**Raw data:**
+---+
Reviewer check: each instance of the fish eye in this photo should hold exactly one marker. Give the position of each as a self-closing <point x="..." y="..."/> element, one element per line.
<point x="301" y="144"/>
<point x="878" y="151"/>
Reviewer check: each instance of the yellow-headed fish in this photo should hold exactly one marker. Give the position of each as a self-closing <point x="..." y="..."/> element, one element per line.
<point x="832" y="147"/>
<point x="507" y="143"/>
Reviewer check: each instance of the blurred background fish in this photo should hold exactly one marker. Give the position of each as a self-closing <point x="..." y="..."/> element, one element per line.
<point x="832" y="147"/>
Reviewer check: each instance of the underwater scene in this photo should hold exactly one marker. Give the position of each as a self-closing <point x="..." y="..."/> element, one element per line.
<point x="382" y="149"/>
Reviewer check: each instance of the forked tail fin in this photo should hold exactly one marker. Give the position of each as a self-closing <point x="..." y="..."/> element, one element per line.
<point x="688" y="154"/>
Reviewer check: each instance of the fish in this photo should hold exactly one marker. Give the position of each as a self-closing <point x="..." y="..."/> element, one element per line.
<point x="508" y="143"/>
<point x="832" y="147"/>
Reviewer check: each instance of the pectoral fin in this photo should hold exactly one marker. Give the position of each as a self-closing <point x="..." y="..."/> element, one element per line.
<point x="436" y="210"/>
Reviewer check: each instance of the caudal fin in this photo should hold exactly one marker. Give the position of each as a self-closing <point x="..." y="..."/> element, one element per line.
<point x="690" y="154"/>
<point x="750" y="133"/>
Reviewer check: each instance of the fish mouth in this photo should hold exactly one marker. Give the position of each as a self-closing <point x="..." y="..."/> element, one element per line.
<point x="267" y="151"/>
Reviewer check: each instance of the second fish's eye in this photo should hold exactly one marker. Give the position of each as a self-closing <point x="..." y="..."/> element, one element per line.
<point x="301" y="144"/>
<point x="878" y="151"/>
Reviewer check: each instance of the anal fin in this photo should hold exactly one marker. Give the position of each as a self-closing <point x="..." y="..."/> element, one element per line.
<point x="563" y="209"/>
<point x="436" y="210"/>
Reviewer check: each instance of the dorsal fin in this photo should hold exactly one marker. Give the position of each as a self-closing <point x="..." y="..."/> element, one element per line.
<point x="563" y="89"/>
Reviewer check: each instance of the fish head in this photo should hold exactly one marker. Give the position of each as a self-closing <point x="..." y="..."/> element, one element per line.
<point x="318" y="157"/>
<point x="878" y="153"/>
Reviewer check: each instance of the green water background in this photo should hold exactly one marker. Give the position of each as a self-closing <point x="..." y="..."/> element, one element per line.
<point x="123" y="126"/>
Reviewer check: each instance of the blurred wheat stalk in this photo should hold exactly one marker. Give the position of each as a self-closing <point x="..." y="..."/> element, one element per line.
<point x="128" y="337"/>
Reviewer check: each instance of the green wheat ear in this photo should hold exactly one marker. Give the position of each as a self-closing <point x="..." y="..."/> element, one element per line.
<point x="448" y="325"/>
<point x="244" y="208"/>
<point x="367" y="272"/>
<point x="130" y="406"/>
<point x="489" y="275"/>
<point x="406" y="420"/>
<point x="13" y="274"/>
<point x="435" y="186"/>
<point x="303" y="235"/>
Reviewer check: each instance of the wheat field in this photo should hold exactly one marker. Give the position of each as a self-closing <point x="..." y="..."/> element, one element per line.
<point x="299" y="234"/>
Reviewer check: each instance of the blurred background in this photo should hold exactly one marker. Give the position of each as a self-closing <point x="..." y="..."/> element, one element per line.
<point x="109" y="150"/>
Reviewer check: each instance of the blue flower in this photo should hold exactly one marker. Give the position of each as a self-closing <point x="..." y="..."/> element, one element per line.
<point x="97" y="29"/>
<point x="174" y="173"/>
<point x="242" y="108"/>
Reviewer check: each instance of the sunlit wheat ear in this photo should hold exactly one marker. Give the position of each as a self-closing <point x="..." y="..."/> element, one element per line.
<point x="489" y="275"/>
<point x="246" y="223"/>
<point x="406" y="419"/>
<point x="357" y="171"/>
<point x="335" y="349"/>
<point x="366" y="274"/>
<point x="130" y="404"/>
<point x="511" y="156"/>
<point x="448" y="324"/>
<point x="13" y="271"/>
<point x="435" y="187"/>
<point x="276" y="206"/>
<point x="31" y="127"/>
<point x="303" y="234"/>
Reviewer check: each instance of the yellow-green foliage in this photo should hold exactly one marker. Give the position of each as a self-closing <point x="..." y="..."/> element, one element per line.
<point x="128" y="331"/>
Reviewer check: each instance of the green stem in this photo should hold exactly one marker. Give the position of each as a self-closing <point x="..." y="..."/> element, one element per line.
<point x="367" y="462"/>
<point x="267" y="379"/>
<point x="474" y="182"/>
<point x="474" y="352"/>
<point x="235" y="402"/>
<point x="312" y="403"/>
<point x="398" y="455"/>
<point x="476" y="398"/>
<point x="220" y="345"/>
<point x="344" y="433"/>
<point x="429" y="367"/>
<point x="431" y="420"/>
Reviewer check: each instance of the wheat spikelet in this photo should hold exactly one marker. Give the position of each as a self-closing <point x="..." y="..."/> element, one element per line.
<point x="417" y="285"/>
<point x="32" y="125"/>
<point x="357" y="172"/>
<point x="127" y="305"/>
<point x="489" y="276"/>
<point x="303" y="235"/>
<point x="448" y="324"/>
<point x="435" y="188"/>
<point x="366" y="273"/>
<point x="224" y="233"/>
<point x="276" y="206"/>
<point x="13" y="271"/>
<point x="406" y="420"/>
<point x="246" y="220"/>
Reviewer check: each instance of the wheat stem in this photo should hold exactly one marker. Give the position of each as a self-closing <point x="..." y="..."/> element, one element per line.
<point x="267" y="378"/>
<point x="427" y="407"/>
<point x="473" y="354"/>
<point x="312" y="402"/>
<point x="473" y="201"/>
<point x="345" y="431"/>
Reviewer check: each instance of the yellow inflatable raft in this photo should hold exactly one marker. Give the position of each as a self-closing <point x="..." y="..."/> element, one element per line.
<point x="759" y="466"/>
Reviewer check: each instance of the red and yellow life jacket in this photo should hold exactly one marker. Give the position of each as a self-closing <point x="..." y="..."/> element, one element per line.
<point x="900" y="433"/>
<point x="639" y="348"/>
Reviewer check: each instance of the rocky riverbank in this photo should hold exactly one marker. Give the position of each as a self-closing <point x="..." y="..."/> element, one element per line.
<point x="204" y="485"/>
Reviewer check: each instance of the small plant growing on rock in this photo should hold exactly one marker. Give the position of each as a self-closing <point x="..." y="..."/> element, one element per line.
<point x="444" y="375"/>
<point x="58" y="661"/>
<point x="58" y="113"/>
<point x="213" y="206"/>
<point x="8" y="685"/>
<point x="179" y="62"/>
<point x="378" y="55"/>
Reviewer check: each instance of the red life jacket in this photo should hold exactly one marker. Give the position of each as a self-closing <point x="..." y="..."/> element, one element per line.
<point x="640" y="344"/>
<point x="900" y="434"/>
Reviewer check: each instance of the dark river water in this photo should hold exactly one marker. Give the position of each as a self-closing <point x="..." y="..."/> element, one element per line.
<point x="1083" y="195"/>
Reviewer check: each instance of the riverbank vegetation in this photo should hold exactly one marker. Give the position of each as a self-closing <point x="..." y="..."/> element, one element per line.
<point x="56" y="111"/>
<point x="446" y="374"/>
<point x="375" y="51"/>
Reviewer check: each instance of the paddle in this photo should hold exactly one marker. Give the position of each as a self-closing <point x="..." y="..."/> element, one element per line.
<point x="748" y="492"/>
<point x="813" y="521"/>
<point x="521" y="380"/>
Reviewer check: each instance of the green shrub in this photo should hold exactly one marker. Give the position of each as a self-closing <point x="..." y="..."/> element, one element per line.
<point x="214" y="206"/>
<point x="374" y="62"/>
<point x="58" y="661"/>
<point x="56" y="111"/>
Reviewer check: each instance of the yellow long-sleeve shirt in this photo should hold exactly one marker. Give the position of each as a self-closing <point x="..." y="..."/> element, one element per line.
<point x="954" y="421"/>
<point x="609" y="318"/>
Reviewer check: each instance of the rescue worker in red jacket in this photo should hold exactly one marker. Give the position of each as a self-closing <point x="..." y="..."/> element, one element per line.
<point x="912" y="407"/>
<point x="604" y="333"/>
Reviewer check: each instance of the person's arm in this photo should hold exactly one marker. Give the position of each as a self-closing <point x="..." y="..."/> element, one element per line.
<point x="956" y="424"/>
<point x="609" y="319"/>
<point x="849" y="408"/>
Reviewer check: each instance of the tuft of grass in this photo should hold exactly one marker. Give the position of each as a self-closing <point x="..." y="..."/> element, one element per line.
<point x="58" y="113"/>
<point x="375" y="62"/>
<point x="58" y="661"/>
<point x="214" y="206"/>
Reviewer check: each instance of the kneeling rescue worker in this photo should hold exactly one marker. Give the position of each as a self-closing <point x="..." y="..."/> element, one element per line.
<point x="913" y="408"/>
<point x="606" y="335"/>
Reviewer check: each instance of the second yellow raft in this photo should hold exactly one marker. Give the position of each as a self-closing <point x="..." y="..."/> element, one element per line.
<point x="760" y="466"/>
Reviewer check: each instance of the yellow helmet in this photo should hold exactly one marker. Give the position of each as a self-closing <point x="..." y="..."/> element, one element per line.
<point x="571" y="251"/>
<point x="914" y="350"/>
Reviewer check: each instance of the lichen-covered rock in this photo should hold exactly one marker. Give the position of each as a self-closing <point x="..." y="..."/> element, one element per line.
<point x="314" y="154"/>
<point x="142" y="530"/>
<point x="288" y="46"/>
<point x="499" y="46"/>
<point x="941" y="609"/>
+---+
**Directions:**
Give back, unchanged, every line from the one with "Reviewer check: each instance of the tuft" to the end of the entries above.

**Task solution:**
Reviewer check: each instance of the tuft of grass in this photo should hold exactly one marker. Give the position of each as a self-closing <point x="..." y="..."/> element, one element per line.
<point x="58" y="113"/>
<point x="375" y="62"/>
<point x="58" y="661"/>
<point x="214" y="206"/>
Reviewer check: each instance of the kneeling rescue worker in this photo should hold exactly one marker. Give the position of each as a self-closing <point x="..." y="..."/> element, one element per line.
<point x="913" y="408"/>
<point x="606" y="335"/>
Reviewer check: each instance of the second yellow raft in this photo should hold exactly one marker. Give the position of each as a self-closing <point x="..." y="..."/> element, one element per line.
<point x="760" y="466"/>
Reviewer check: each instance of the yellow helmet in this photo should hold exactly one marker. Give the position of each as a self-closing <point x="..." y="..."/> element, one element per line.
<point x="571" y="251"/>
<point x="914" y="350"/>
Reviewer check: each instance of the lichen-covered rock in this photo should hold exactly one marker. Give the position of each as a self-closing <point x="..." y="..."/> element, one element per line.
<point x="314" y="154"/>
<point x="142" y="530"/>
<point x="288" y="46"/>
<point x="499" y="46"/>
<point x="941" y="609"/>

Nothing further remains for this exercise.